Data records START
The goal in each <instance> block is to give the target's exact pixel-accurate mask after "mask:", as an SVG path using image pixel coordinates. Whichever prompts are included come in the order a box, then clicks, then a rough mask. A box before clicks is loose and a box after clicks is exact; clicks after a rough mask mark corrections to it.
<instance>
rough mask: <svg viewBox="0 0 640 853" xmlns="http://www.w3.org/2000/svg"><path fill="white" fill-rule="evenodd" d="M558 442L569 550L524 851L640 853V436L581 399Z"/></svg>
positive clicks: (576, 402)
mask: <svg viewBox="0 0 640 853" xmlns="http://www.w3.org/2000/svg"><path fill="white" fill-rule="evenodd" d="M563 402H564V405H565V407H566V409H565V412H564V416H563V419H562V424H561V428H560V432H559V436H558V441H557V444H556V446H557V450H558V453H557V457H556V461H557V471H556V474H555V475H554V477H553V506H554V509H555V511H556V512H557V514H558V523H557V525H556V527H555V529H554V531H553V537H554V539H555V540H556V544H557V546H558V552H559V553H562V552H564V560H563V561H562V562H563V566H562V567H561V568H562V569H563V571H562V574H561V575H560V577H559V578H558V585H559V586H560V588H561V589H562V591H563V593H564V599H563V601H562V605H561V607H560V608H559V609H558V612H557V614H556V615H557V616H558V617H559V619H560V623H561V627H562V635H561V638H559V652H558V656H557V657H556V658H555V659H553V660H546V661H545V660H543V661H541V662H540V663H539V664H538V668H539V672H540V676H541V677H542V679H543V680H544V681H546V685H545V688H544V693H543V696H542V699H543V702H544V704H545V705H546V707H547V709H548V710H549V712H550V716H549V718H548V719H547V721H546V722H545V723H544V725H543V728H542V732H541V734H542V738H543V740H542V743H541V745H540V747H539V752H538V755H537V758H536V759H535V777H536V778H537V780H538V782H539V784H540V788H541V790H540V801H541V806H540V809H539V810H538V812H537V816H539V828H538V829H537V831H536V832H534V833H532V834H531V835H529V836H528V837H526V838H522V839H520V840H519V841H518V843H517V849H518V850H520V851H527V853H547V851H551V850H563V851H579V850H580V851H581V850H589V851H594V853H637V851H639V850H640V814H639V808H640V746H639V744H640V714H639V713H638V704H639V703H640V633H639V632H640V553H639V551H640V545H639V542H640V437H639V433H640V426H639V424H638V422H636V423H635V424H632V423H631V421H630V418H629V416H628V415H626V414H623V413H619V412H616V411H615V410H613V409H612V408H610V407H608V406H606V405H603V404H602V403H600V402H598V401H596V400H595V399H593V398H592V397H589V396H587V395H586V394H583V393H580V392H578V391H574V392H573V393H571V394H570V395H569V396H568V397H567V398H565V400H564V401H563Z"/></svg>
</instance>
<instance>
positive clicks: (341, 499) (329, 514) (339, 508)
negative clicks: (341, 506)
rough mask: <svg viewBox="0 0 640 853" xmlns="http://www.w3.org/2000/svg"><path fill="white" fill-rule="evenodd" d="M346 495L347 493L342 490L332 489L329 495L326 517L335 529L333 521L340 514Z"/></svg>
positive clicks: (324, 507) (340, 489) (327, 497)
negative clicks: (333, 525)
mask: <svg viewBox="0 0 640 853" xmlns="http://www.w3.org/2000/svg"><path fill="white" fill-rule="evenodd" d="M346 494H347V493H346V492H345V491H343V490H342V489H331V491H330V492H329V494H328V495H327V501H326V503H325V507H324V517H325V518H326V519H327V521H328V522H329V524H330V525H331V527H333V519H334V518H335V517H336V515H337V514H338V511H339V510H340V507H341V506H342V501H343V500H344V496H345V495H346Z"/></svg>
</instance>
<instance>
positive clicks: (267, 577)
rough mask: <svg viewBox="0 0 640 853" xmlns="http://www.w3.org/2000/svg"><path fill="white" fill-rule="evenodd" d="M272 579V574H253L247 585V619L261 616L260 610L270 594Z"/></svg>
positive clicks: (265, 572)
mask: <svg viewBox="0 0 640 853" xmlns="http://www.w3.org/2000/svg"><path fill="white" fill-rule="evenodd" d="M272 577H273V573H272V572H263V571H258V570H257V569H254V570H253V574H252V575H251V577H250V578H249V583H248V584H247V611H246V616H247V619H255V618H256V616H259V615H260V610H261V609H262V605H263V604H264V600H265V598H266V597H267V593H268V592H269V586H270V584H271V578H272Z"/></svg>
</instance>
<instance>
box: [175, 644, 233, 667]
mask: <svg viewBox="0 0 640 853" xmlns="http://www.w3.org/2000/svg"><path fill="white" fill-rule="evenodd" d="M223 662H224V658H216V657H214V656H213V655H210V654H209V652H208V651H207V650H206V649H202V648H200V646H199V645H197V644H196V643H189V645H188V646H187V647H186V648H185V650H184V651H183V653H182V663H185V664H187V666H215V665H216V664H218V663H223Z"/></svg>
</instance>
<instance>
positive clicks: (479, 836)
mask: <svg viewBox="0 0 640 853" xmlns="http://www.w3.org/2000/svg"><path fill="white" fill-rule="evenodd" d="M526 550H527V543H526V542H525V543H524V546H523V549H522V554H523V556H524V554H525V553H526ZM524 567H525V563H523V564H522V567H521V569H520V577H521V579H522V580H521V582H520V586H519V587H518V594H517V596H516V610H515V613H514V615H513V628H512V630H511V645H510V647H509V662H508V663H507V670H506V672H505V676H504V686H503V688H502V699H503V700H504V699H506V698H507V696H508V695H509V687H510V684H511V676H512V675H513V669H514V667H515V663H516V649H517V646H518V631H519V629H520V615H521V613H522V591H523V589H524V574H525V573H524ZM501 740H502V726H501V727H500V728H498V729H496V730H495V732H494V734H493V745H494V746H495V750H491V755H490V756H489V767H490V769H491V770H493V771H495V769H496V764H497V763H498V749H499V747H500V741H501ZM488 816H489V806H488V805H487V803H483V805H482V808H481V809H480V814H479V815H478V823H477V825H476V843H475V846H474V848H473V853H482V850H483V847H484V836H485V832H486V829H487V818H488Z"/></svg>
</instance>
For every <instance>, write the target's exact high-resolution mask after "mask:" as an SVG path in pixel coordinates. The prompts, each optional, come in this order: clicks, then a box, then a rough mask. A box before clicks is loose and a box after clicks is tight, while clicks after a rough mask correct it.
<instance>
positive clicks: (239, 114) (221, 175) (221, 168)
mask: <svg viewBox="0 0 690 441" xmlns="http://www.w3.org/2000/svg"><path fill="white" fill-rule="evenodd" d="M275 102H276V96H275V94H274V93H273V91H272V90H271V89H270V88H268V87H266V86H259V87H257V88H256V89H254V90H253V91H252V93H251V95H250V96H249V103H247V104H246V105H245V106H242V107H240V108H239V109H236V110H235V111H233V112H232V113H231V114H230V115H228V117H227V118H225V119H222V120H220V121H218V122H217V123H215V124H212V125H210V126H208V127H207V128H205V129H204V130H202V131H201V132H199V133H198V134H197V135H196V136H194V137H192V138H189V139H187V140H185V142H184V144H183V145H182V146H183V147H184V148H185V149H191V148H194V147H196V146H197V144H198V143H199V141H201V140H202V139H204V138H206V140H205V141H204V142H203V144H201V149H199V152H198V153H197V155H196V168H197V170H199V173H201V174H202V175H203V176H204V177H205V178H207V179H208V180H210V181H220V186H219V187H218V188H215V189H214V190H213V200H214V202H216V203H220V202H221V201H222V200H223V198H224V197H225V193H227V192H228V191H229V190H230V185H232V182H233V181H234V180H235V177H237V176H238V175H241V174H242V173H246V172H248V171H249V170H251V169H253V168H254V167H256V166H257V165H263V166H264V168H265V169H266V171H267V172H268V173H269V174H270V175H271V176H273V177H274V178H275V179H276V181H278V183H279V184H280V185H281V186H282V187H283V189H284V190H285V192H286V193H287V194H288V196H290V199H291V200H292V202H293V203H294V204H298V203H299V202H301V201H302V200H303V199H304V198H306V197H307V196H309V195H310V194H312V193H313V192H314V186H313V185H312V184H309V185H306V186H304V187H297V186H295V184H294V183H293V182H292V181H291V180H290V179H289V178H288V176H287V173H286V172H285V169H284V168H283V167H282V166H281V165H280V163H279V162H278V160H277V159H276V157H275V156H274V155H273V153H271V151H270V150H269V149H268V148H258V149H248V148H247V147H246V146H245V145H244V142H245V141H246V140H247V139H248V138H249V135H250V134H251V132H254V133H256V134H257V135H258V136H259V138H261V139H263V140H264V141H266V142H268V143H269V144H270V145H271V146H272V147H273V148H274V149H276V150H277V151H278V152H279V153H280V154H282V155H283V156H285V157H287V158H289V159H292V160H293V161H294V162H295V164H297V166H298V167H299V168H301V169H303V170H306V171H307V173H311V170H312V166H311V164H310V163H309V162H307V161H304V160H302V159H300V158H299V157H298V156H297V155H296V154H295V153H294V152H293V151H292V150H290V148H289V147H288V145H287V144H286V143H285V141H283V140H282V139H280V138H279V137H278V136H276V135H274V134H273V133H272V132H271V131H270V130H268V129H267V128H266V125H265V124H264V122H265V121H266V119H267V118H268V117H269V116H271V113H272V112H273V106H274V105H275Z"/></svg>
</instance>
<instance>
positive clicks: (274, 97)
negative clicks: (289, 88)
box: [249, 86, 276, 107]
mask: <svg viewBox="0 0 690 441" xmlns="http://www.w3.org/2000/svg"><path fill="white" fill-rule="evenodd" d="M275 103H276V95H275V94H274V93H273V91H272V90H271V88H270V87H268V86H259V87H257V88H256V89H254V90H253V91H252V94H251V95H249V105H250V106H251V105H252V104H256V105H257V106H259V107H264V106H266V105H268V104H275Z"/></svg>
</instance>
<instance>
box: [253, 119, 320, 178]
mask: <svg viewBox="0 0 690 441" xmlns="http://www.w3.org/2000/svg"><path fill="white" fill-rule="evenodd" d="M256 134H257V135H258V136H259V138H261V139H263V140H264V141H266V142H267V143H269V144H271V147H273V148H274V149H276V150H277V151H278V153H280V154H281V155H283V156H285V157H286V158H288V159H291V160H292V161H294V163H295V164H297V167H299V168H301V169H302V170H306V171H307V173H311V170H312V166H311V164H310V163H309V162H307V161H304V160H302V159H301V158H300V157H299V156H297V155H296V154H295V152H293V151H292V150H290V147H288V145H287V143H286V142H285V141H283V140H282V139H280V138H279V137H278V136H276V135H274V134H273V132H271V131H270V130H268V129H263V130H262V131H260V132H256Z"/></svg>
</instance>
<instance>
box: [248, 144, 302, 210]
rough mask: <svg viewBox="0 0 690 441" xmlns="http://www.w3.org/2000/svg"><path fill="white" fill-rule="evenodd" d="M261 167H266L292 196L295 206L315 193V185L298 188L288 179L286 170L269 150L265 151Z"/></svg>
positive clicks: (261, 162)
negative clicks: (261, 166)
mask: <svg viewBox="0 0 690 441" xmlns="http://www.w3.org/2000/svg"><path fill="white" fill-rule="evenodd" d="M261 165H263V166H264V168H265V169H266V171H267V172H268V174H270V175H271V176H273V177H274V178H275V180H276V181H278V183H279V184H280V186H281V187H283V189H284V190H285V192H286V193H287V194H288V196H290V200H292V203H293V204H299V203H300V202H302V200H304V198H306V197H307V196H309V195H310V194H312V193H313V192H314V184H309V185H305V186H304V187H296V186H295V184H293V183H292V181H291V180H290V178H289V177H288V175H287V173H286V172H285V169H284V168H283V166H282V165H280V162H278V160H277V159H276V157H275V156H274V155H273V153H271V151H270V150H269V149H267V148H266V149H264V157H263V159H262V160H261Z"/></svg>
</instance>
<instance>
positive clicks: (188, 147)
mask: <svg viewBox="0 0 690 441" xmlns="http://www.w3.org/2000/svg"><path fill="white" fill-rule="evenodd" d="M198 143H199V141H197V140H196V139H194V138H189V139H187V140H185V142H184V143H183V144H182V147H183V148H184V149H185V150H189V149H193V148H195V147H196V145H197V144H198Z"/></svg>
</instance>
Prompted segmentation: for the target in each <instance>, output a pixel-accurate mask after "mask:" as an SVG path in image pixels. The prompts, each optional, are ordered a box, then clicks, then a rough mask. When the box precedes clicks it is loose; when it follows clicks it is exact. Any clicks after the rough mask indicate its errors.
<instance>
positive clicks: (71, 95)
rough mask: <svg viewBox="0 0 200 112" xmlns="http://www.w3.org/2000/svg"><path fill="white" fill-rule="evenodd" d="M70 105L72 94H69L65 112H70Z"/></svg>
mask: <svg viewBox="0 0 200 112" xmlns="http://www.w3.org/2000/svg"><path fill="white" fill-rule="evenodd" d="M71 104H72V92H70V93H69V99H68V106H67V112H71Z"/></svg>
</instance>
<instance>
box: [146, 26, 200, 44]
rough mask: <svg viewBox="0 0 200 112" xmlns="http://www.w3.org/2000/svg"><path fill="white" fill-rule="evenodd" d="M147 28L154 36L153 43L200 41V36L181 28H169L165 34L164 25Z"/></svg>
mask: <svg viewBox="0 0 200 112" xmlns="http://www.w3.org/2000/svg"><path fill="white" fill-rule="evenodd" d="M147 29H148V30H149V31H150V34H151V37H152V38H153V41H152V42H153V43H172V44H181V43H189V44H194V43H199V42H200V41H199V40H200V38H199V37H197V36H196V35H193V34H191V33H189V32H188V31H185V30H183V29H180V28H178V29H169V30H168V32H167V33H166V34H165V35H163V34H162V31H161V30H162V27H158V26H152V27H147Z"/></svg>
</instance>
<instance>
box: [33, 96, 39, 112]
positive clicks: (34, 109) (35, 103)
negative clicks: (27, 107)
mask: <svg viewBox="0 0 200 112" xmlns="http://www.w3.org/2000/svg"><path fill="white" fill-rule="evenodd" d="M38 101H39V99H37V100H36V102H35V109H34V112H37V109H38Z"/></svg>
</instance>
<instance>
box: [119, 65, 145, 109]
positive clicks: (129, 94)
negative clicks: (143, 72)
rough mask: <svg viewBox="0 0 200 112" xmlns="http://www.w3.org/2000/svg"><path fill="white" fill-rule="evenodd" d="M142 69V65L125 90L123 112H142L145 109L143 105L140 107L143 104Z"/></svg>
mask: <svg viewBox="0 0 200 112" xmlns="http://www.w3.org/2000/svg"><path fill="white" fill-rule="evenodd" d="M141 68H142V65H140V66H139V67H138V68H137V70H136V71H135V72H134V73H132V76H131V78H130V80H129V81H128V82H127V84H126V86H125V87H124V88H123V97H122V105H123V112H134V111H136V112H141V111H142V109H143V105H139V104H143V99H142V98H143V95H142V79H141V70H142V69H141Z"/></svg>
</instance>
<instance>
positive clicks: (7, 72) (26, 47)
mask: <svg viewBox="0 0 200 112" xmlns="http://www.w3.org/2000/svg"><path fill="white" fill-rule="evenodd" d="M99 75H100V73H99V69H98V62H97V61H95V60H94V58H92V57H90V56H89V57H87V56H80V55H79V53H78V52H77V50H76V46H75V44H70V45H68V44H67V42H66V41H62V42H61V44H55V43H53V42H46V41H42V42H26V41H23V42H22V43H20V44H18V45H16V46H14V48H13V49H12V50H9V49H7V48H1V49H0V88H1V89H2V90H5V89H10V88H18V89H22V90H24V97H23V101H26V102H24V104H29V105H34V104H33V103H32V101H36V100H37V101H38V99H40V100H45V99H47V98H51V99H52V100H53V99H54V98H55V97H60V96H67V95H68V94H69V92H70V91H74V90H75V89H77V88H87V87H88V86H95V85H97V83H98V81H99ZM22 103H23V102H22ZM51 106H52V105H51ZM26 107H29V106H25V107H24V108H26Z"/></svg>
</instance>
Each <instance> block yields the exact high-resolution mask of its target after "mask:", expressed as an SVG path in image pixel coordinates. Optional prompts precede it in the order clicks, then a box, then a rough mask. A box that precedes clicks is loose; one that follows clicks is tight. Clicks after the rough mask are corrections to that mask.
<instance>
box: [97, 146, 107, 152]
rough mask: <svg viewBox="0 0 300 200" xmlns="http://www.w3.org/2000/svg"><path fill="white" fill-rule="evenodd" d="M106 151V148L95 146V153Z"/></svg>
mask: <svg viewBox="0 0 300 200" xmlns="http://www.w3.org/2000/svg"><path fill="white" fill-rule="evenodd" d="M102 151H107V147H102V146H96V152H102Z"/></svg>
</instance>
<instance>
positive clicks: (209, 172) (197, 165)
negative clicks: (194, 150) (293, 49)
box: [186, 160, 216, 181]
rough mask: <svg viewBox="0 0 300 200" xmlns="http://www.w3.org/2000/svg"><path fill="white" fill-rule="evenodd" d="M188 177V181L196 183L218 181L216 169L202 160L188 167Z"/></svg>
Data records END
- [Prompt]:
Please list every line in the entries above that contains the word "negative".

- [Solution to this problem]:
negative clicks: (341, 506)
negative clicks: (333, 525)
negative clicks: (289, 88)
negative clicks: (261, 166)
negative clicks: (27, 107)
negative clicks: (143, 72)
negative clicks: (194, 150) (293, 49)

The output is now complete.